- [What you are asked to do]
Convert everything in the data from the line containing "Where can you spot the snow in" down to the line containing "column 132, row 113", both included, into a JSON list of strings with one string per line. Leave out any blank lines.

-----

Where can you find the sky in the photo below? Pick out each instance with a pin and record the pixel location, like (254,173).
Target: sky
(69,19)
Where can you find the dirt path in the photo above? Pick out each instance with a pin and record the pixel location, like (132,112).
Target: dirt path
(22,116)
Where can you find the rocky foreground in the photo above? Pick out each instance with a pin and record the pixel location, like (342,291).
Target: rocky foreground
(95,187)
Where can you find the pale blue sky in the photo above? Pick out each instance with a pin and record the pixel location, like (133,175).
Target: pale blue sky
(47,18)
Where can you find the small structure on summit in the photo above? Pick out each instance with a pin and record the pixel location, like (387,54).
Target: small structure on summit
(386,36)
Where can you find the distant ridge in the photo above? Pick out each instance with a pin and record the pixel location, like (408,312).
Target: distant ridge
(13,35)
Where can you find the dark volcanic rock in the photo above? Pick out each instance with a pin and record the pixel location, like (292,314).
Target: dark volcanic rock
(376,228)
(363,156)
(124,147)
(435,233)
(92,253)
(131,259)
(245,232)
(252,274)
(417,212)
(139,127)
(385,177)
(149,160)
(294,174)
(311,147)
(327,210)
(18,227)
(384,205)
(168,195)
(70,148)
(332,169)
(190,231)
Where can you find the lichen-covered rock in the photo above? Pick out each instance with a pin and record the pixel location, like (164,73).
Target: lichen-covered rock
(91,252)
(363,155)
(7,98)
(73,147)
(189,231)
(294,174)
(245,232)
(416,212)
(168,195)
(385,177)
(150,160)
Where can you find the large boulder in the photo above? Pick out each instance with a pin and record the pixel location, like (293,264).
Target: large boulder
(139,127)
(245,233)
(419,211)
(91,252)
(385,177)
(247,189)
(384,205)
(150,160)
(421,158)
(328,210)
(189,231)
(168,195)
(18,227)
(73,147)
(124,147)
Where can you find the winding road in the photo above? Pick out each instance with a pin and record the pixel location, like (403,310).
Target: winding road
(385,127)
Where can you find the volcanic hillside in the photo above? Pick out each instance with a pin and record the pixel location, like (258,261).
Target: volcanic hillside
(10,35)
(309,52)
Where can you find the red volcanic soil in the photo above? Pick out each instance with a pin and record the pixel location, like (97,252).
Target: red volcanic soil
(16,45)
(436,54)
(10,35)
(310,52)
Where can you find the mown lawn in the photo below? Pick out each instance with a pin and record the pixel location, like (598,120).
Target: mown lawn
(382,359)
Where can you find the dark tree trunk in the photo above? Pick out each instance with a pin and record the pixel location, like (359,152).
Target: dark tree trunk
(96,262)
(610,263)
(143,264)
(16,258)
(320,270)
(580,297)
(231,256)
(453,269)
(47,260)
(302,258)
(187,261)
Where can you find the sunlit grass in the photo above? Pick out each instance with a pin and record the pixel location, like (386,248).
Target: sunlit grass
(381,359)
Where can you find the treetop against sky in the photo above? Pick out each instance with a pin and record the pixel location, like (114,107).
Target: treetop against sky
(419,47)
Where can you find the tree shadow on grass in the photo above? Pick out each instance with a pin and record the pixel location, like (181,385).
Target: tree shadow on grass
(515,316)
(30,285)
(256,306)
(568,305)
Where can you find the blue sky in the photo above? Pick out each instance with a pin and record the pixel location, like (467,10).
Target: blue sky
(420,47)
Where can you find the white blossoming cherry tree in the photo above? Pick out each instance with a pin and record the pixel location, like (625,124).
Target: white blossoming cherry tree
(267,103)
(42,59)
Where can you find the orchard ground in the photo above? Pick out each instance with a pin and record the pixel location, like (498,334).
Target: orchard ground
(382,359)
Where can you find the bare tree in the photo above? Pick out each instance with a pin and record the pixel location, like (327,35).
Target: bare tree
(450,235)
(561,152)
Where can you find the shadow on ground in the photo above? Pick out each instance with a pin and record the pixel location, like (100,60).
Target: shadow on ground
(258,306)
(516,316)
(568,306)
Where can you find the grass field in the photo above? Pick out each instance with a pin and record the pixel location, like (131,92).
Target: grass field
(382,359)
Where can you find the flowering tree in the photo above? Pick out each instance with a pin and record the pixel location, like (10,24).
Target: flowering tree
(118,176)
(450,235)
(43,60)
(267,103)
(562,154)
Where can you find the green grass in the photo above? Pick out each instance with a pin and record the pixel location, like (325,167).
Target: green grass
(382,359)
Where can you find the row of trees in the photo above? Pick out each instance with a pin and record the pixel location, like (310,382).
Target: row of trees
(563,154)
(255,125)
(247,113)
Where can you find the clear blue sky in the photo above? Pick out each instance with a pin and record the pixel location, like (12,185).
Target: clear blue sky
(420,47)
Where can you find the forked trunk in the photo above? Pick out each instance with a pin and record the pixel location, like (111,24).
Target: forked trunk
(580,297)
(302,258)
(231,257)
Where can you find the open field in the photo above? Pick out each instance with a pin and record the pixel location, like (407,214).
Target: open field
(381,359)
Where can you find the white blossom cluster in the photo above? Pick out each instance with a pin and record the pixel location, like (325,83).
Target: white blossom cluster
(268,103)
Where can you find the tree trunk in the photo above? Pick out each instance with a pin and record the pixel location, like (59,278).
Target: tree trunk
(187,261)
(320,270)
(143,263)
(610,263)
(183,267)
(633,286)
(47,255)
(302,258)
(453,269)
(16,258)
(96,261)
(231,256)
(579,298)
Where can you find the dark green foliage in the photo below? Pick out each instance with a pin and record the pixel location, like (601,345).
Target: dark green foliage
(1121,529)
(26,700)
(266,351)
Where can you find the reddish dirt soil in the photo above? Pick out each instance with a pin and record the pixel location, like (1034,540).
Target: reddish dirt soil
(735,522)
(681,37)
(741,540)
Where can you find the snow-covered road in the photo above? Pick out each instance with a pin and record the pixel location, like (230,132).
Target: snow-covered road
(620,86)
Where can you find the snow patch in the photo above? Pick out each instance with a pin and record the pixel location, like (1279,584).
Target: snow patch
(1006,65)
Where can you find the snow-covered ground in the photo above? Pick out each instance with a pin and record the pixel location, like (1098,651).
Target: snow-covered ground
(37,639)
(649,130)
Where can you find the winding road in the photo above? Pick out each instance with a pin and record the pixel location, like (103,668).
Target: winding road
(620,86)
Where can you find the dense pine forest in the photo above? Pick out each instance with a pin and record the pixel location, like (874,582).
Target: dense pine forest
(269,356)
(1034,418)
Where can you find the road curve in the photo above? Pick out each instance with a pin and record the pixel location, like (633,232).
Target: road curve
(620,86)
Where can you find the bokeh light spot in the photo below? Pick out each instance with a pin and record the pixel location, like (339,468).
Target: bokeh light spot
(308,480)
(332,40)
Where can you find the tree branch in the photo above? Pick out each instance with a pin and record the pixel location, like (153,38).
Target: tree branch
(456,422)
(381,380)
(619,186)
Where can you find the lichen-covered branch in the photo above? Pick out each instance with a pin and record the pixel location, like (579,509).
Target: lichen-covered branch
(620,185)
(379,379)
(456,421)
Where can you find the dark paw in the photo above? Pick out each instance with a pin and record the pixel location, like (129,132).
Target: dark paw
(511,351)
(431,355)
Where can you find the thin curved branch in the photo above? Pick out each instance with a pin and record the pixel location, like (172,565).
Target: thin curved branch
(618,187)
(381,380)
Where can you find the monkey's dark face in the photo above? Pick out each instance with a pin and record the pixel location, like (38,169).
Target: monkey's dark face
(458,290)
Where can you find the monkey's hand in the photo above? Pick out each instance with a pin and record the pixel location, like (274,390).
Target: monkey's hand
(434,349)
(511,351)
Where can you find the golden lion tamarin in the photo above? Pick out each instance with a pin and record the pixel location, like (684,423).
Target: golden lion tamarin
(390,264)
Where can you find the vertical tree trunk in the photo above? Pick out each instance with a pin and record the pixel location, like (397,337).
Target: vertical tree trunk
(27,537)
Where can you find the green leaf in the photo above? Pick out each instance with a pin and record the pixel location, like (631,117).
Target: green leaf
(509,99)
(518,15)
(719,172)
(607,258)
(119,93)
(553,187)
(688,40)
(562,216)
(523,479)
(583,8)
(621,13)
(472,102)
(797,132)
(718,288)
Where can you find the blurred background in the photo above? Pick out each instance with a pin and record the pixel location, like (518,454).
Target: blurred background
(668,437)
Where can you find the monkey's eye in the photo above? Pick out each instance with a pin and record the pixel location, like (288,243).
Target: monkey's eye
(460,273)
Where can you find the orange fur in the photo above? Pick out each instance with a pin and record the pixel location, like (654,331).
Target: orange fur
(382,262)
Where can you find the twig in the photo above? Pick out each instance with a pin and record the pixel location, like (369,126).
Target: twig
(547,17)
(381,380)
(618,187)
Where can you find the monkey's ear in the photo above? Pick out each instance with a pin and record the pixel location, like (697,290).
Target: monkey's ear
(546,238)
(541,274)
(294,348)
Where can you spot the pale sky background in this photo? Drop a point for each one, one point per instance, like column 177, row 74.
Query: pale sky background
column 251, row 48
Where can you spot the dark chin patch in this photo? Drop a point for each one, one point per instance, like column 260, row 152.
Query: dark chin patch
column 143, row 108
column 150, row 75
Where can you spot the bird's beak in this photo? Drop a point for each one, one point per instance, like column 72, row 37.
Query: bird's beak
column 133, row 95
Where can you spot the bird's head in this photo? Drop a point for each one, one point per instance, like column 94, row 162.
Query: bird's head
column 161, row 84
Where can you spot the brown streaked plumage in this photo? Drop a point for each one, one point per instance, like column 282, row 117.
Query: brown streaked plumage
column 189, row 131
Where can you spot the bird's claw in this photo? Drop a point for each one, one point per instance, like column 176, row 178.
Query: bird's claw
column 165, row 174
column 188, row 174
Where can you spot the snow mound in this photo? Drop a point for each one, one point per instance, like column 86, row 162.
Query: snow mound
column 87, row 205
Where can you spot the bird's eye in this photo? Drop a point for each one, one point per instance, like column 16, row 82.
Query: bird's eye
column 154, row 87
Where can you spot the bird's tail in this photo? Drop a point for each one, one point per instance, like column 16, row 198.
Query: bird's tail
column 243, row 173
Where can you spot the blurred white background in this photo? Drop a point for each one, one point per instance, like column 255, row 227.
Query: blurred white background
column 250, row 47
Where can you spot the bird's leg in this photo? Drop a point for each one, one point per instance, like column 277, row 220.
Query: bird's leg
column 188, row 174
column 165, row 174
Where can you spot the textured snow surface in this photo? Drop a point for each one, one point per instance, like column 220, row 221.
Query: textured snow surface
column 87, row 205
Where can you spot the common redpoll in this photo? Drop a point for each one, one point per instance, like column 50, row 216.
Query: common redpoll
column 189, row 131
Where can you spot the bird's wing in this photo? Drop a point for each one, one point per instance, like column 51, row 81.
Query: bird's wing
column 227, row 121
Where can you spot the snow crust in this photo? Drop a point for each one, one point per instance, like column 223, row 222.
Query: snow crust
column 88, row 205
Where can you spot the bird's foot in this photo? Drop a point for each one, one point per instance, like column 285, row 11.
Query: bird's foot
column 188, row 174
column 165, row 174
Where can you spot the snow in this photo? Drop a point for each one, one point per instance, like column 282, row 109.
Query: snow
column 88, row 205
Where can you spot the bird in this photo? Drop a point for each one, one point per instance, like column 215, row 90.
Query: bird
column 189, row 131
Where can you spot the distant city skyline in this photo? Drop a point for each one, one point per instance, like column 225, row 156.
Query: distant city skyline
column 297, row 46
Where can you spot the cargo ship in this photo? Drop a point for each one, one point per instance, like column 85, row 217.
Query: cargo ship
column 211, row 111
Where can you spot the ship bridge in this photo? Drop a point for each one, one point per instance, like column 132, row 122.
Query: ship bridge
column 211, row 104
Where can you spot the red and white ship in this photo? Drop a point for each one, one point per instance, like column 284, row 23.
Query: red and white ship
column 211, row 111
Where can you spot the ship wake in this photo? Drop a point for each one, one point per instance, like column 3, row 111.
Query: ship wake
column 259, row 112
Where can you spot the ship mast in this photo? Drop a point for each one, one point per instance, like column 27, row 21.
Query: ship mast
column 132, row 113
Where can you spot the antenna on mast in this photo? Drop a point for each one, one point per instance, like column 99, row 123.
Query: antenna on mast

-----

- [Written response]
[
  "Where can you spot the snow in this photo? Drop a point for each one, one point per instance, like column 282, row 109.",
  "Query: snow",
  "column 88, row 205",
  "Where can you spot the bird in this photo? Drop a point for each one, one point per instance, like column 215, row 90.",
  "Query: bird",
  "column 189, row 131",
  "Where can you spot the distant city skyline in this photo? Drop a point for each one, one point per instance, like column 225, row 156.",
  "Query: distant city skyline",
  "column 297, row 46",
  "Where can you spot the cargo ship in this photo? Drop a point for each one, one point per instance, like column 85, row 217.",
  "Query: cargo ship",
  "column 211, row 111",
  "Where can you spot the ship bridge in this photo? Drop a point for each one, one point per instance, like column 132, row 122.",
  "Query: ship bridge",
  "column 211, row 104",
  "Where can you spot the red and white ship in this photo? Drop a point for each one, one point per instance, like column 284, row 23.",
  "Query: red and white ship",
  "column 211, row 111",
  "Where can you spot the ship wake in this photo? Drop a point for each one, one point per instance, like column 3, row 111.",
  "Query: ship wake",
  "column 259, row 112",
  "Where can you spot the ship mast in this photo? Drop a point for each one, one point per instance, like column 27, row 21.",
  "Query: ship mast",
  "column 132, row 113"
]